PROBLEM STATEMENT: Locate the line containing "TARGET = windshield sticker", then please write out that line and all the lines below it in the entries exactly.

TASK INPUT:
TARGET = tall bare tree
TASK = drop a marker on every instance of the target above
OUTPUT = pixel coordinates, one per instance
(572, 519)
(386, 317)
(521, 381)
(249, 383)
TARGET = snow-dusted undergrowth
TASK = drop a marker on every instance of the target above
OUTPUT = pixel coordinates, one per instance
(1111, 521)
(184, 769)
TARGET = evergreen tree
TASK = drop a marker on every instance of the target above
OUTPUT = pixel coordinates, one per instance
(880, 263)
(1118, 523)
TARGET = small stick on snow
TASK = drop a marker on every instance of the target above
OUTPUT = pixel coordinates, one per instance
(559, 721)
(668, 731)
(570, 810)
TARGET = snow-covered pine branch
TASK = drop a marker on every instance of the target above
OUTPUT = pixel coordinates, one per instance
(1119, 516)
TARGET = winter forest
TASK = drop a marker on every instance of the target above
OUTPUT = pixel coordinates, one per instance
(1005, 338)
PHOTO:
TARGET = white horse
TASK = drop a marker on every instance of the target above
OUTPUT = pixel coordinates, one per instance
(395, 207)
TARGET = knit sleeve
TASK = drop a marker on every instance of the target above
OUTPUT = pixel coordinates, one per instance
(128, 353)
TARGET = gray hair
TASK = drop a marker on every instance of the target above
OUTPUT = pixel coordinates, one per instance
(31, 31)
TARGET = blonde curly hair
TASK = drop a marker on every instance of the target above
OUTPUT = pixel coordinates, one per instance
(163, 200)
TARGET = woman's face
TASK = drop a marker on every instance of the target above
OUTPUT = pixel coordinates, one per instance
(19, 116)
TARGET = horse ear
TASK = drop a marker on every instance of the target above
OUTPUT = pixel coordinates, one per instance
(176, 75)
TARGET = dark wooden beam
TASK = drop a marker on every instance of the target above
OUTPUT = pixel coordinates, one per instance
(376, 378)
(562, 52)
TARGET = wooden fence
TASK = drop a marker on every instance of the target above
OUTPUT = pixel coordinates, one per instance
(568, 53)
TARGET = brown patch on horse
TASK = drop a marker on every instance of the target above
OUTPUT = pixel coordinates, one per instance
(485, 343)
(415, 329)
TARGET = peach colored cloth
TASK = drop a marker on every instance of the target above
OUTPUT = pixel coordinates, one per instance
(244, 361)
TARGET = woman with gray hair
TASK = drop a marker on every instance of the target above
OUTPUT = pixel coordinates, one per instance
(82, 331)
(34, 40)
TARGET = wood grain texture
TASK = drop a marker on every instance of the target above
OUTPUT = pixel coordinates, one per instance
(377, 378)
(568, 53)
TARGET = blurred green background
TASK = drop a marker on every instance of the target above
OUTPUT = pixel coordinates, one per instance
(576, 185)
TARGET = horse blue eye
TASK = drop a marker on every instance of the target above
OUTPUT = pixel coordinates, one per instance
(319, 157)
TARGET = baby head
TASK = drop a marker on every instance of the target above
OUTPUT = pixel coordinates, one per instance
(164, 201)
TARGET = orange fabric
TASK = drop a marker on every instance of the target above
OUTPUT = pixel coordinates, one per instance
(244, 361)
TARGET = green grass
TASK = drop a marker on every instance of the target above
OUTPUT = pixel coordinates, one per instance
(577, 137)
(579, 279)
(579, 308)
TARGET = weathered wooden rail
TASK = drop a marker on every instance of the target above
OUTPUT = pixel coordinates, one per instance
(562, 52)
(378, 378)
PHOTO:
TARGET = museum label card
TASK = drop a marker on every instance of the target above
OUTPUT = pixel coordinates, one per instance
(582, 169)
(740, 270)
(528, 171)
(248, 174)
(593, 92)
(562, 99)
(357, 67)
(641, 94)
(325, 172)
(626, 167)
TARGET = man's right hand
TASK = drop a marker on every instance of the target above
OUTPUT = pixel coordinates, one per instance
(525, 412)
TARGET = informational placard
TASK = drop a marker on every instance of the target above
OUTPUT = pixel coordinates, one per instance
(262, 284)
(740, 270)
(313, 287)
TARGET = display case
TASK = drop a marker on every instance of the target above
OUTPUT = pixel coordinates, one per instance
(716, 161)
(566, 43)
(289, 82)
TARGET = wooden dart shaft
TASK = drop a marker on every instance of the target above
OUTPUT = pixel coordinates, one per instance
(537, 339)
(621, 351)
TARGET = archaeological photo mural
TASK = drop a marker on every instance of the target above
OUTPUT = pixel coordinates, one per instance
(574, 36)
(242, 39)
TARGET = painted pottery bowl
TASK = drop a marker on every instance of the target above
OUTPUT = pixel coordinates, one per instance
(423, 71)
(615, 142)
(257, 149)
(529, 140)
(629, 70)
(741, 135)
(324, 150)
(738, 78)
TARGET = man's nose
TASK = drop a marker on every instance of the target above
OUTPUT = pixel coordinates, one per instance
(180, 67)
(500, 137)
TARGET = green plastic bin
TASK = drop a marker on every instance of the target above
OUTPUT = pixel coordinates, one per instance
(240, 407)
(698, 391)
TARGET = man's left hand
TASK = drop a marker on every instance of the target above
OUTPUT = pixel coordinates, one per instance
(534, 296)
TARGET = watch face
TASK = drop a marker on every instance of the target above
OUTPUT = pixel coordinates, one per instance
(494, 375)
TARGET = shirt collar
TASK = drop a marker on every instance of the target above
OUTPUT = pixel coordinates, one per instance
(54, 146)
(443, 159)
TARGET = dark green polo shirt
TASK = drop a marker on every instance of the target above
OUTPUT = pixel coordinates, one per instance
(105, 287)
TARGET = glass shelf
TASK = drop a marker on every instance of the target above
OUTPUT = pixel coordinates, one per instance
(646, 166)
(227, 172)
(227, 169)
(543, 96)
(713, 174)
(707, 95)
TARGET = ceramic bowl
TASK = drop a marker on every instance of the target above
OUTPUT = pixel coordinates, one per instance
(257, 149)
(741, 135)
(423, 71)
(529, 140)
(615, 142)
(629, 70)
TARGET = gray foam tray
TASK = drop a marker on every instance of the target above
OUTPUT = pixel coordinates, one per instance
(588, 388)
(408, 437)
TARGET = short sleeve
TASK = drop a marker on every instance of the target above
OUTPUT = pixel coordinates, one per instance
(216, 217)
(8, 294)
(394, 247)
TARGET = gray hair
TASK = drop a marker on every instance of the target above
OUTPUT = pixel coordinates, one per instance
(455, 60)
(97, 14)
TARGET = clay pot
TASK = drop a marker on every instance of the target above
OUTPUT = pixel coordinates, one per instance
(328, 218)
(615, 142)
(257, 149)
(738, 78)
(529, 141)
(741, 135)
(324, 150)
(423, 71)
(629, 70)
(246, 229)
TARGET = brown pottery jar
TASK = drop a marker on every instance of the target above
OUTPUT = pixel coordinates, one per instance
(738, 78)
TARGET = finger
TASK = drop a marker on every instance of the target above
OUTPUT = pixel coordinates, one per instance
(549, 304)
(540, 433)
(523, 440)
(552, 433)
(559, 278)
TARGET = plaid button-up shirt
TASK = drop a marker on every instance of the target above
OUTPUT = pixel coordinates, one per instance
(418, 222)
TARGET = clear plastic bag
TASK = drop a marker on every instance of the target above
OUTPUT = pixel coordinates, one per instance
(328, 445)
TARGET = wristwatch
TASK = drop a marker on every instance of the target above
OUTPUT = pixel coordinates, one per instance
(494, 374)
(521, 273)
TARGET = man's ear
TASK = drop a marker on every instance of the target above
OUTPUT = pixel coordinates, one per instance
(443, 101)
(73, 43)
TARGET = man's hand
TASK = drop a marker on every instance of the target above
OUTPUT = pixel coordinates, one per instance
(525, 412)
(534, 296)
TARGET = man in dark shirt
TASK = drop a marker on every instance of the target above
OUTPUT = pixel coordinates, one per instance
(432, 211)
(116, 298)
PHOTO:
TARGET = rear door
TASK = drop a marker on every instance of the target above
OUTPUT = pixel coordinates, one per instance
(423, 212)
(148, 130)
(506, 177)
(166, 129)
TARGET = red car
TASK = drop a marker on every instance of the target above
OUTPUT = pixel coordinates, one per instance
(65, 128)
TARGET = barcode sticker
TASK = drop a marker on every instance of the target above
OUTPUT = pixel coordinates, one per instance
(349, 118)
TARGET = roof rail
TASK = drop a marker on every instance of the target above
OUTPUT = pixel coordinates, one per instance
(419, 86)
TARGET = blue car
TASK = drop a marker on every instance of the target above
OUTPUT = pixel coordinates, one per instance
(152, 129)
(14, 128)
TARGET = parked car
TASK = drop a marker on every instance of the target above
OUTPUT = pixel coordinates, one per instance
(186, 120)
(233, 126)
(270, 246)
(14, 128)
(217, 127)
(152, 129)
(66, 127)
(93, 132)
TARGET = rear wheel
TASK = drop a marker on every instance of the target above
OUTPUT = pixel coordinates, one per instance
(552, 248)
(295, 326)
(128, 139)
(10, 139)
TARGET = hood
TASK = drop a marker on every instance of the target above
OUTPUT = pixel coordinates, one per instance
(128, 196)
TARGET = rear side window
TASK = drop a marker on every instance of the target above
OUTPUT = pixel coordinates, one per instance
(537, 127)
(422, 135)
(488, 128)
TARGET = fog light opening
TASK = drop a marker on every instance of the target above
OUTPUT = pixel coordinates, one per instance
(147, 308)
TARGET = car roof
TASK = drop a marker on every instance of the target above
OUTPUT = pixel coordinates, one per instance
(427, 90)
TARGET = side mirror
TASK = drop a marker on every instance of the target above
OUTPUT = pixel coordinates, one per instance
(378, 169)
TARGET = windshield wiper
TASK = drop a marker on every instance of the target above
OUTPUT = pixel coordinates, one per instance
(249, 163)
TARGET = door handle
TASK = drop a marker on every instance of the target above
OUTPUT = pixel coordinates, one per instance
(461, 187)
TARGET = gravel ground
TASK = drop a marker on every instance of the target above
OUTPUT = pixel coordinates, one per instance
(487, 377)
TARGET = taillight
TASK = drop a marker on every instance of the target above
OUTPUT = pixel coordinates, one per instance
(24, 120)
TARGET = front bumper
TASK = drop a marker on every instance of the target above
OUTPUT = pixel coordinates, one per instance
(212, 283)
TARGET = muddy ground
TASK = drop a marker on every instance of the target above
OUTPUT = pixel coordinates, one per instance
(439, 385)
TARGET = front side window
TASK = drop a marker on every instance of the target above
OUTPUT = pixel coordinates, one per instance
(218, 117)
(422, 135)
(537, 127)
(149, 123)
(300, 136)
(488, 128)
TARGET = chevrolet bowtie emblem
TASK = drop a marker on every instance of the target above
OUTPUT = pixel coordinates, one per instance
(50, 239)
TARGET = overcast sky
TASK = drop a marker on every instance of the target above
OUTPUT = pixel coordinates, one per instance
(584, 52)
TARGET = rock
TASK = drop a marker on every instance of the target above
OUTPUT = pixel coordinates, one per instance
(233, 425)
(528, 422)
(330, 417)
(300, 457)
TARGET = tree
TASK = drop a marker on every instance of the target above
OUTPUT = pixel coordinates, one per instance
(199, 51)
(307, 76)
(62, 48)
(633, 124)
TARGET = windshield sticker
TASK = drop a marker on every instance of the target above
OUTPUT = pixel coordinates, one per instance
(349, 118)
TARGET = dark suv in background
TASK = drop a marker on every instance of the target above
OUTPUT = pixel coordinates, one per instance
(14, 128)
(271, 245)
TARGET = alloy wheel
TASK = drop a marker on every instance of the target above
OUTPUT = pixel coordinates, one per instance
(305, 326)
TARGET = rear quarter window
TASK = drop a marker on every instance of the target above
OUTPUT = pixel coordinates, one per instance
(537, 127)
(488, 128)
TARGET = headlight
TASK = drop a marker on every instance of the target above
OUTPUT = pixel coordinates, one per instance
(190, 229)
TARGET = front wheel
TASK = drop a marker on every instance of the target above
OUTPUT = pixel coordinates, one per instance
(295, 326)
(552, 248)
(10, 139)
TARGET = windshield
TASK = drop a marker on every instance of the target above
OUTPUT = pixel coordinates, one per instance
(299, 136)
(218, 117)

COMPLETE RESPONSE:
TARGET = windshield sticker
TASK = drop a marker on every instance of the target above
OUTPUT = pixel coordinates, one per instance
(349, 118)
TARGET = dark suv in background
TASK = drop a marker on every instance of the target above
OUTPUT = pixel coordinates, one per instance
(14, 128)
(271, 245)
TARGET = alloy wheel
TASK = drop a marker on every instance of the target above
OUTPUT = pixel coordinates, one per instance
(305, 326)
TARGET = rear quarter window
TASK = drop a marker on every instance of the target above
OUTPUT = pixel coordinates, one per instance
(537, 127)
(488, 128)
TARGET = headlight
TASK = drop a marker on every instance of the target above
OUTPUT = pixel coordinates, one per instance
(190, 229)
TARGET = front wheel
TASK = drop a marker on every instance of the target above
OUTPUT = pixel coordinates, one per instance
(295, 326)
(552, 248)
(10, 139)
TARGET = windshield
TASK = drop a marker on every instance of the target above
OUTPUT = pixel coordinates, one per instance
(299, 136)
(218, 117)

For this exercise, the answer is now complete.